- Source data
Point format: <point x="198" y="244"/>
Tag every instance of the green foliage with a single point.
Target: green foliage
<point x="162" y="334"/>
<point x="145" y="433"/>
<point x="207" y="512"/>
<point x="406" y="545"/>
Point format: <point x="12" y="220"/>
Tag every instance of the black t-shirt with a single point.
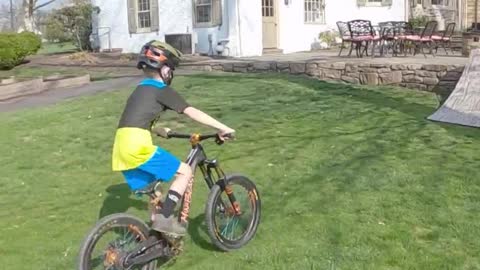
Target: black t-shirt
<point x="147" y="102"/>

...

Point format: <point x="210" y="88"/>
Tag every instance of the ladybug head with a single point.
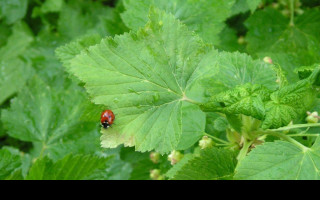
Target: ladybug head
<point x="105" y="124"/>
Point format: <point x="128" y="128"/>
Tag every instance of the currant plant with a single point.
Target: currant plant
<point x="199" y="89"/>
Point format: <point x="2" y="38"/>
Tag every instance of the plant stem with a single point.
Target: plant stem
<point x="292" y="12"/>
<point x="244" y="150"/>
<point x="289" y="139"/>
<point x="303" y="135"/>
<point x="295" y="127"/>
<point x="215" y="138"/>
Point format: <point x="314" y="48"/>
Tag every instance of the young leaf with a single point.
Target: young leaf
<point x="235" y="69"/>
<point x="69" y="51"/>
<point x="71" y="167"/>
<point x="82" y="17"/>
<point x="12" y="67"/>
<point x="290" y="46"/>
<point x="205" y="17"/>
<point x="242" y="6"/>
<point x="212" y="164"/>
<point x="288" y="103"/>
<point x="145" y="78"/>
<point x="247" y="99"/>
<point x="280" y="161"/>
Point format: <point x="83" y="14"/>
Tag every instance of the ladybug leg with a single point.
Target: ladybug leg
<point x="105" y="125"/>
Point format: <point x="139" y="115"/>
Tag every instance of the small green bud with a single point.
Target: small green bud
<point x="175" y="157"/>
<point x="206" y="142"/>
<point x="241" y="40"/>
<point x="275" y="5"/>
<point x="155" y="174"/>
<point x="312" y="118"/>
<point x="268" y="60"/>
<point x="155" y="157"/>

- What is needed
Show each line from the rows above that contains the word "black".

- Completed task
Tag every instance of the black t-shirt with a single point.
Target: black t-shirt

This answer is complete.